# TASK INSTRUCTIONS
Write out the entries exactly, pictures excluded.

═══ AVAILABLE DATA

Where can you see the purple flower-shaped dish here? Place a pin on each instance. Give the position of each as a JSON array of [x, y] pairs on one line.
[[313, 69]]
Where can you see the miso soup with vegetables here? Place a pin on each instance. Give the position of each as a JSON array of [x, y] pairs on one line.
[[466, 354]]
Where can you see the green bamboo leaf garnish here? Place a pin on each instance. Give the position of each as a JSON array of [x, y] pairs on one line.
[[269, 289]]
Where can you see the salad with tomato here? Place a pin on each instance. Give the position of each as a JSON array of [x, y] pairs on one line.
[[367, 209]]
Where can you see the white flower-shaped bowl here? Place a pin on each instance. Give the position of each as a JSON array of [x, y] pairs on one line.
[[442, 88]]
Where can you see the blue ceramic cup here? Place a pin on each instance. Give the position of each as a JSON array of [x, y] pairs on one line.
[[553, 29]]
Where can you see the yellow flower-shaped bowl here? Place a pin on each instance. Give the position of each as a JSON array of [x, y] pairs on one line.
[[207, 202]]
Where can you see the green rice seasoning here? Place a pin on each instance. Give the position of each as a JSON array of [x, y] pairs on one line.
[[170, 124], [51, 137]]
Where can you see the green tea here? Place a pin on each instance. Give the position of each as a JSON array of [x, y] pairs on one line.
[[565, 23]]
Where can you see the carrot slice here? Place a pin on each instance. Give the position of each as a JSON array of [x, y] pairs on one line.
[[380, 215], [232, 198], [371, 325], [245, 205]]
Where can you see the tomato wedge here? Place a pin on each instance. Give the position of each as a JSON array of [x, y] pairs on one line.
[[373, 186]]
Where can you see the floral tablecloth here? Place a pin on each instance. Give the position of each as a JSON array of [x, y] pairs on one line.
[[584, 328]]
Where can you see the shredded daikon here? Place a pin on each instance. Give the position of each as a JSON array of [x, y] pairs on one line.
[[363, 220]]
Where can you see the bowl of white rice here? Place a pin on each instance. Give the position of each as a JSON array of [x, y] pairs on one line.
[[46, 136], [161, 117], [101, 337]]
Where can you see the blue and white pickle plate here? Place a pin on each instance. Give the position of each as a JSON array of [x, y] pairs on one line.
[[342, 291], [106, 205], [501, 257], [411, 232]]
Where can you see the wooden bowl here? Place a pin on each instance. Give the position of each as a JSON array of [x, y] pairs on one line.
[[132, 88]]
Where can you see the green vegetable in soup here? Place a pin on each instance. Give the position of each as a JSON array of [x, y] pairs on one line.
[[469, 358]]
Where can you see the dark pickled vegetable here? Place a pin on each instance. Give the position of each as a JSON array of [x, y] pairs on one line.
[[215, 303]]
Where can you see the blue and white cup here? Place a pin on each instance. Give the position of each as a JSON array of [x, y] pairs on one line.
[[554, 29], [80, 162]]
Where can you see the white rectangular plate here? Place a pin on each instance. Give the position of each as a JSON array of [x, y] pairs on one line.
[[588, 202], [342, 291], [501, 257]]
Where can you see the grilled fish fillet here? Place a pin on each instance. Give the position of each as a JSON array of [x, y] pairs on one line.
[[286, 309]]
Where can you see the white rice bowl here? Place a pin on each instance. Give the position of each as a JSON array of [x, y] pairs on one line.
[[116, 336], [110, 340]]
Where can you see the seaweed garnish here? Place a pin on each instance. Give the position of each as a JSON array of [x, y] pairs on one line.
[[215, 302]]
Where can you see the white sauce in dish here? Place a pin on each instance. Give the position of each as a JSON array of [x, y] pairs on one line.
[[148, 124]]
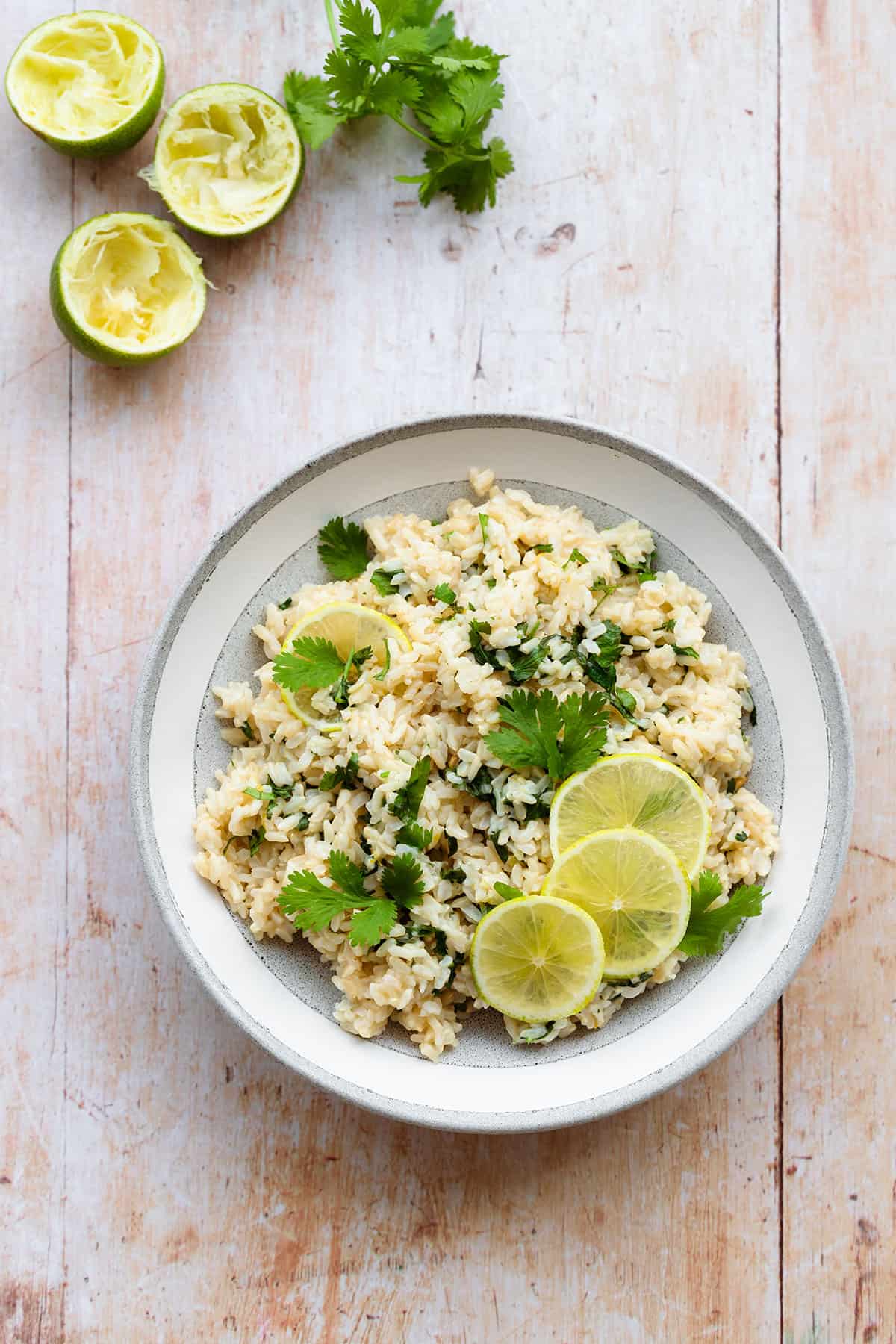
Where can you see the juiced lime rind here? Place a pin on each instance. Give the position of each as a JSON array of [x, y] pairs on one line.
[[78, 336], [121, 137], [156, 178]]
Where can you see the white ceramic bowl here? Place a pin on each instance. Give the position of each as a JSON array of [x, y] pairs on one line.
[[282, 995]]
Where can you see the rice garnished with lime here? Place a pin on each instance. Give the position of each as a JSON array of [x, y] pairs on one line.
[[381, 791]]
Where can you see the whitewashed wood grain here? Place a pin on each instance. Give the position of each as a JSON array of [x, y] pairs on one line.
[[839, 398], [193, 1189]]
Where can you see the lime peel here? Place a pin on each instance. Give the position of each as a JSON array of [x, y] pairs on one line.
[[125, 288], [87, 84], [227, 159]]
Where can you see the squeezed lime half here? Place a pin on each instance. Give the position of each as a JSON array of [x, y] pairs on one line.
[[127, 289], [227, 161], [89, 84]]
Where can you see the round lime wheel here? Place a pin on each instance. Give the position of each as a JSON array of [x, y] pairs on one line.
[[89, 84], [635, 892], [635, 789], [536, 959], [127, 289], [349, 626], [227, 161]]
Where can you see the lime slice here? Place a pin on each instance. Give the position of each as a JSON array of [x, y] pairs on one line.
[[349, 626], [127, 288], [536, 959], [227, 161], [89, 84], [635, 892], [637, 791]]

══════

# WORKED SOLUTION
Where can you see the purple flower-shaped dish here? Place a pin on each instance. Give the position of each as a JSON array of [x, y] pairs on one line.
[[313, 69]]
Where can you see the miso soup with vegetables here? Place a pin on each instance. Give the position of each as a JSON array of [x, y] pairs on one line.
[[466, 354]]
Where can you see the green bamboo leaf garnish here? Place a pin on each instance. Give the position of each as a JSON array of [x, y] pairs on one line.
[[269, 289]]
Where can you see the salad with tomato here? Place a pin on each instance. Give the position of each as a JSON array of [x, y] pairs on one line.
[[367, 209]]
Where can you see the white flower-shaped bowl here? Place a pin on each instance. Give the position of each as a JSON array of [x, y] pairs on one line.
[[442, 88]]
Where can you see the blue ceramic cup here? Place a pin on each instance. Give the position of each as a JSON array of [x, y] pairs on one line.
[[553, 29]]
Where can you see the yellow flower-shaped bowl here? Place a pin on each instance. Give the position of each as a JSON array of [x, y] pairs on one line.
[[207, 202]]
Where can you see the green rice seasoning here? Place a pin on each instance. Give the position of each as a JSON array of [x, y] pairs on one line.
[[170, 124], [51, 137]]
Where can you see the green tea here? Place a pin on each instance. Give the position of each as a JSON array of [x, y] pairs on one line.
[[565, 23]]
Where can you see the carrot slice here? Place a pin on each instance. Give the position of each as a JSON array of [x, y] pairs on one line.
[[380, 215], [232, 198], [371, 325], [245, 205]]
Where can you see the tomato wedge here? Place a pin on each instance. Give the position of each as a JSON array of [x, y] pairs on one line.
[[373, 186]]
Where can you see the floral tablecloth here? Place a pin on each instance. Give the position of each as a JSON array of [x, y] pairs on one line.
[[584, 328]]
Where can you see the shredded daikon here? Place a pin on each instance. Give the position of each as a JSON array of [x, y] pairs on one line.
[[363, 220]]
Where can you see the bowl of white rice here? Place a pin on each instance. Give the position of each as a JSON array of [x, y] pairs on one line.
[[46, 136], [161, 117], [101, 337]]
Where can you see the blue and white pickle plate here? Place a pin on each instance. Give the position of each as a JSON array of [x, y] pairs on one line.
[[342, 291], [106, 205], [501, 257], [411, 232]]
Where can you see the wooden bowl here? Place a pin on each instance. Give the position of each as a JSON array of [x, y] pairs on one line.
[[132, 88]]
Where can you see the green vegetable in soup here? Place a pin on each instance. Give the position of each as a JSON array of [x, y] pairs on one line.
[[469, 358]]
Where can you see the dark pickled vegetable here? Place a pin on each instance. Give the position of each as a JSON array of [x, y] pairs on one line.
[[215, 303]]
Where can you see the blue and white cup here? Place a pin on each instance. Give the position of each as a JSON array of [x, y] pairs on one line.
[[554, 29], [80, 162]]
Where can you see the white rectangular plate here? Place a pin on each instance. Give the position of each as a JSON array of [x, y] pairs on one line.
[[588, 202], [342, 291], [501, 257]]
Where can you see the grilled fish fillet here? Place a pin on each instance. Give the position of each as a JSON array of [x, y] pairs on one line.
[[286, 309]]
Where can you see the white rice bowl here? Place a pin on each instance. Give the position of each as a JSON array of [x, y] pairs on one line.
[[116, 336], [110, 340]]
Where can you see the seaweed garnish here? Place a pin on each instance. Give the position of each as a JSON array of [x, y] pairs on one line.
[[215, 302]]
Where can you see the white sauce in dish here? Place a pin on each instance. Give the position of each as a JSON array of [x, y] pairs on one line.
[[148, 124]]
Where can you see the juiced lime rind here? Place a pin on each instance. Give the position of each as a JSON array of [x, y] pairs on one line.
[[78, 336], [121, 137], [156, 178]]
Where can you see the white ceramic bowl here? Place a pin on each instance. Give the position of each as a JSON array of [x, y] pairs on one line.
[[282, 995]]
Where can you see the rice garnished with lime here? Place a pin on each instance. Give the position of each as a JSON array of [x, y] pairs on one line.
[[381, 791]]
Where can you see the whitewashed wood grain here? Place a pin on each instance. Give the position of each as a JSON array of [x, y] pairs on one line.
[[839, 398], [193, 1189]]
Where can you see the lime peel here? Place a pin on each instance. Give the position of each as a JSON array of [x, y] pairs on one line.
[[125, 288], [87, 84], [227, 159]]
Where can you see the squeezed lime half here? Place a pin on each instance. Give the position of each as a JSON array of [x, y] pairs on one line.
[[127, 289], [227, 161], [89, 84]]
Where can you see the round lime wheel here? Place a pin on each instance. Give the position of each as a JSON array of [x, y] pairs on one line.
[[89, 84], [635, 892], [635, 789], [536, 959], [127, 289], [349, 626], [227, 161]]
Where can you see the lime slice here? Place a pin on each instance. Give the position of each as a JSON array of [x, y] pairs on one line.
[[349, 626], [127, 288], [536, 959], [227, 161], [89, 84], [635, 892], [637, 791]]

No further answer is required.